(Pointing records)
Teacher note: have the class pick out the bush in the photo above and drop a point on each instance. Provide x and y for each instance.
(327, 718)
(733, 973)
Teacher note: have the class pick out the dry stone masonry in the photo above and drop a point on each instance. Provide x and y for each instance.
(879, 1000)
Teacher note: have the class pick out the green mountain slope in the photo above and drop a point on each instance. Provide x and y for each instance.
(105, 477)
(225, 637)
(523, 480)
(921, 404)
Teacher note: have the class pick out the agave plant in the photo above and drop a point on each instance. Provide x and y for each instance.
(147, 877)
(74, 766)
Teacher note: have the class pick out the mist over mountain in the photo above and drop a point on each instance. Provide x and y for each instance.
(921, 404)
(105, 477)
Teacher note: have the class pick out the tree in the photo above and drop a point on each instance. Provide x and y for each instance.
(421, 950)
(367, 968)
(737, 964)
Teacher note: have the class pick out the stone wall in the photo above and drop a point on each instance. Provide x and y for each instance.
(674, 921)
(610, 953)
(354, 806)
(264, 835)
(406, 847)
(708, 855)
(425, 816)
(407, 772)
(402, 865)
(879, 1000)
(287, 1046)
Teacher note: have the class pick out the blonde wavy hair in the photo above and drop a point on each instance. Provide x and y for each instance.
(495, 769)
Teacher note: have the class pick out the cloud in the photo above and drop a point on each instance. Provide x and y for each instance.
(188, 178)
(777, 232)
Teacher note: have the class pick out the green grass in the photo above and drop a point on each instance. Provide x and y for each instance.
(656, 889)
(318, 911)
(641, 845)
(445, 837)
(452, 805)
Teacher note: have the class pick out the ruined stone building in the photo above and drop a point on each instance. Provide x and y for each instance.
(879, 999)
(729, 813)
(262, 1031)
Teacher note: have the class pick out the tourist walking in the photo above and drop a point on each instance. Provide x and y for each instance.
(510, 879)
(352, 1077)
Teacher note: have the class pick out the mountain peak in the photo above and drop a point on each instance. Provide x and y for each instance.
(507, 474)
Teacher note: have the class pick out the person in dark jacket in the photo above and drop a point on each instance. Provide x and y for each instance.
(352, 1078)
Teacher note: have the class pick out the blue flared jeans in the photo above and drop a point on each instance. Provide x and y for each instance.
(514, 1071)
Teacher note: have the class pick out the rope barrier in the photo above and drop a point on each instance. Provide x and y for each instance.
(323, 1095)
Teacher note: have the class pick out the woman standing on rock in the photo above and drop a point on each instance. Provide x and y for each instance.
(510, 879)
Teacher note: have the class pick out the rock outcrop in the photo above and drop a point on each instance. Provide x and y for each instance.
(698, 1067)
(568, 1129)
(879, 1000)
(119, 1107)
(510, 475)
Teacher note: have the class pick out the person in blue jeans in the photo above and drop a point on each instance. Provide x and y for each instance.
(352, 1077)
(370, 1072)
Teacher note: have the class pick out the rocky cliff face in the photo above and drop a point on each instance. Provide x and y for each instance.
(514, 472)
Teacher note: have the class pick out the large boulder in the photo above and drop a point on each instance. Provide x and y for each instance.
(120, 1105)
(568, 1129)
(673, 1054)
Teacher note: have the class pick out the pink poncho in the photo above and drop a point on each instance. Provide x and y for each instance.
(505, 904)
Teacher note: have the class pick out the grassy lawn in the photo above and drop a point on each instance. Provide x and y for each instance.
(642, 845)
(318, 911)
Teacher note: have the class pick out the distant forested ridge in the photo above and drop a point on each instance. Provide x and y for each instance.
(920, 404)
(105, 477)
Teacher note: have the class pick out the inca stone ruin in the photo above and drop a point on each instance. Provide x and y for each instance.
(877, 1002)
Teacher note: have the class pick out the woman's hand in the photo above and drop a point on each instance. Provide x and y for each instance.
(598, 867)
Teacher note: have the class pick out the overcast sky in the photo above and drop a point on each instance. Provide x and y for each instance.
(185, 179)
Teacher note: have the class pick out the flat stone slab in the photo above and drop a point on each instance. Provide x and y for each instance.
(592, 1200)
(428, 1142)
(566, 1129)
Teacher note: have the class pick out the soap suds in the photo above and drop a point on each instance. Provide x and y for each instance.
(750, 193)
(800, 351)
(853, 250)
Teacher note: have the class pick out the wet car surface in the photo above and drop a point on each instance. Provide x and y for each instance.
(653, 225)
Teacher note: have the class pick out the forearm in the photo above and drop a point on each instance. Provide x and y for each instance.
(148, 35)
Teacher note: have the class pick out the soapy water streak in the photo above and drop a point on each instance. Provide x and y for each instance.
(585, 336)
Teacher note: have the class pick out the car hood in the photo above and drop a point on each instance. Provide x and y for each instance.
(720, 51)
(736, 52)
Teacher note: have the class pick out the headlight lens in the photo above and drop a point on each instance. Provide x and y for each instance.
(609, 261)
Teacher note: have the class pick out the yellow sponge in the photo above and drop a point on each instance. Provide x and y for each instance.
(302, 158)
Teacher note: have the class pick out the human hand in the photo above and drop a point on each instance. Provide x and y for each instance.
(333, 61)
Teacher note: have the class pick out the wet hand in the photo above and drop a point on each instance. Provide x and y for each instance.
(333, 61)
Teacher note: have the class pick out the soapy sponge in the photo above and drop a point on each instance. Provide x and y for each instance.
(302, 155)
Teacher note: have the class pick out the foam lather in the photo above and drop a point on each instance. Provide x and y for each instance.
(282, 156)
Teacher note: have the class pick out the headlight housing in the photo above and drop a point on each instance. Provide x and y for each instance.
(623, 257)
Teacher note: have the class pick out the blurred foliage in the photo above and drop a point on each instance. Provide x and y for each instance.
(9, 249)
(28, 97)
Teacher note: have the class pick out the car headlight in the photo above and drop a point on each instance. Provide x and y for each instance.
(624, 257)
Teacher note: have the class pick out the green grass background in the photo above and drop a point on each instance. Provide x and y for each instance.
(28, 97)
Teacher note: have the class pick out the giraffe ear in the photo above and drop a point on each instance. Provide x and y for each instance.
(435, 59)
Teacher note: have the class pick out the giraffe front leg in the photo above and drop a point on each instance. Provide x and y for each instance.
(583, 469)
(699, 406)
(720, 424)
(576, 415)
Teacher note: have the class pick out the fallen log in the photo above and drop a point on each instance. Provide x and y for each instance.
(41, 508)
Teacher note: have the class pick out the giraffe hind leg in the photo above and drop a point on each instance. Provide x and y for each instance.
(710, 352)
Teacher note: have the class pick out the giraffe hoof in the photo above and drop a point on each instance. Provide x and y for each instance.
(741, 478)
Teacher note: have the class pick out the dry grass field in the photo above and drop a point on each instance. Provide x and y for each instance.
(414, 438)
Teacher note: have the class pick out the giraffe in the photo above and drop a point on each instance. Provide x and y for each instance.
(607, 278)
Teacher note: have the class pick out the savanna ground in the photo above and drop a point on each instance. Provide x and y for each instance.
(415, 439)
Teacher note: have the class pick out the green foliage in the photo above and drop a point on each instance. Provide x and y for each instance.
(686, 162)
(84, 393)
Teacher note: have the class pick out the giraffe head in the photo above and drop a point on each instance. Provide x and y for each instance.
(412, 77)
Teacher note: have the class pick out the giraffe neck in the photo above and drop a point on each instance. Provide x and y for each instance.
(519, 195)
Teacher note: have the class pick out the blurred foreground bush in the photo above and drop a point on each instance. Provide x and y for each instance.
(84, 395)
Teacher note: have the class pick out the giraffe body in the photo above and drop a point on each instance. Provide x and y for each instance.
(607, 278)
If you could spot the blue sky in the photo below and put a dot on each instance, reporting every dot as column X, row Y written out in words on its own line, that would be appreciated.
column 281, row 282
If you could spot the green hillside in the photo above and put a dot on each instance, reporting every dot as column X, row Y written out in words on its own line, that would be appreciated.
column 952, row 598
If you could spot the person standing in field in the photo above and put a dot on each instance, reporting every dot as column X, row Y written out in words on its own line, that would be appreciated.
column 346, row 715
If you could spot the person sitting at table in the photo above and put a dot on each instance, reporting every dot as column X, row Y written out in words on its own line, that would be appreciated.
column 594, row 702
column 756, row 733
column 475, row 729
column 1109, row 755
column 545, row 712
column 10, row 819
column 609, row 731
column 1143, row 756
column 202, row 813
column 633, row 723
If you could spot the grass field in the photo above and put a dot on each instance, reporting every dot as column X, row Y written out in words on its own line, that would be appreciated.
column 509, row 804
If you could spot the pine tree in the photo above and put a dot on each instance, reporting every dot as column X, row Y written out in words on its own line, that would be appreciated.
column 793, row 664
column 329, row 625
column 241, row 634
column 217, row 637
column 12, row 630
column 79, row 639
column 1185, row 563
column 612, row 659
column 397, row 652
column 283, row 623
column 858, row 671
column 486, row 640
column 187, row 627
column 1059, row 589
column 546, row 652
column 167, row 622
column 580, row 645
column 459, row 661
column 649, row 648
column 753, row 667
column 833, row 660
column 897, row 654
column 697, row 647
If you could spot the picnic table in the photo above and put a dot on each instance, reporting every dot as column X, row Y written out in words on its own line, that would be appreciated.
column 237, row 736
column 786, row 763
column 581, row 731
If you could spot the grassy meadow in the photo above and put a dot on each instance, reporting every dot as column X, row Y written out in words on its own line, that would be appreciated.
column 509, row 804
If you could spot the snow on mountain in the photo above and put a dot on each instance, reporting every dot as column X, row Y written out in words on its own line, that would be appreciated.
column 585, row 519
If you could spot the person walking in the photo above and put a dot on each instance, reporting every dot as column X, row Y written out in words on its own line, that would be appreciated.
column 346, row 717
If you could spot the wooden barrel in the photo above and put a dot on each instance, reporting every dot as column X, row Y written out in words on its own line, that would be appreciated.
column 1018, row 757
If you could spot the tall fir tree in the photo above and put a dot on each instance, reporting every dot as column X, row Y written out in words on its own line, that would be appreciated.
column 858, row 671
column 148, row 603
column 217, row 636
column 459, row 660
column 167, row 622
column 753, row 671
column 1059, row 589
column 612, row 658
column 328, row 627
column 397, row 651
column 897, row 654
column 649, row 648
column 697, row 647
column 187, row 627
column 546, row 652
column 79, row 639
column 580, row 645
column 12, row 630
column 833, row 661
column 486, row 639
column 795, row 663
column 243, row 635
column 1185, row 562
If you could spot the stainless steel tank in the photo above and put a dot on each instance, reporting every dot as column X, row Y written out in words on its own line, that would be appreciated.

* GIVEN TASK: Switch "pine tree" to "spruce tree" in the lines starting with the one that contains "If you could spot the person sitting" and going on through the one that contains "column 581, row 731", and write those lines out again with nothing else changed.

* WRITTEN SOLUTION:
If you could spot the person sitting at table in the photo above and put a dot on each instance, reporting every dot as column X, row Y written out in words on its own line, that would be appreciated.
column 594, row 702
column 756, row 733
column 475, row 729
column 1109, row 755
column 545, row 712
column 10, row 819
column 609, row 731
column 1143, row 756
column 202, row 813
column 633, row 723
If you could spot the grass field in the photo above and put a dot on each instance, reporting every dot as column X, row Y written out in words on its own line, that would be appreciated.
column 509, row 804
If you could spot the spruce tree in the photo above and put a dot on each instance, reporting every dot as column X, row Y written out in words on its own line, that would be appreciated.
column 793, row 664
column 329, row 625
column 241, row 634
column 217, row 637
column 12, row 630
column 79, row 639
column 1185, row 563
column 612, row 659
column 397, row 652
column 283, row 623
column 858, row 671
column 486, row 640
column 187, row 627
column 1059, row 589
column 546, row 652
column 167, row 622
column 580, row 645
column 459, row 661
column 649, row 648
column 753, row 667
column 833, row 660
column 897, row 654
column 697, row 647
If you could spot the picnic table in the photo above and put a dot on each instance, reporting every dot as column X, row Y written out in words on its own line, that would be appreciated.
column 237, row 736
column 786, row 763
column 581, row 731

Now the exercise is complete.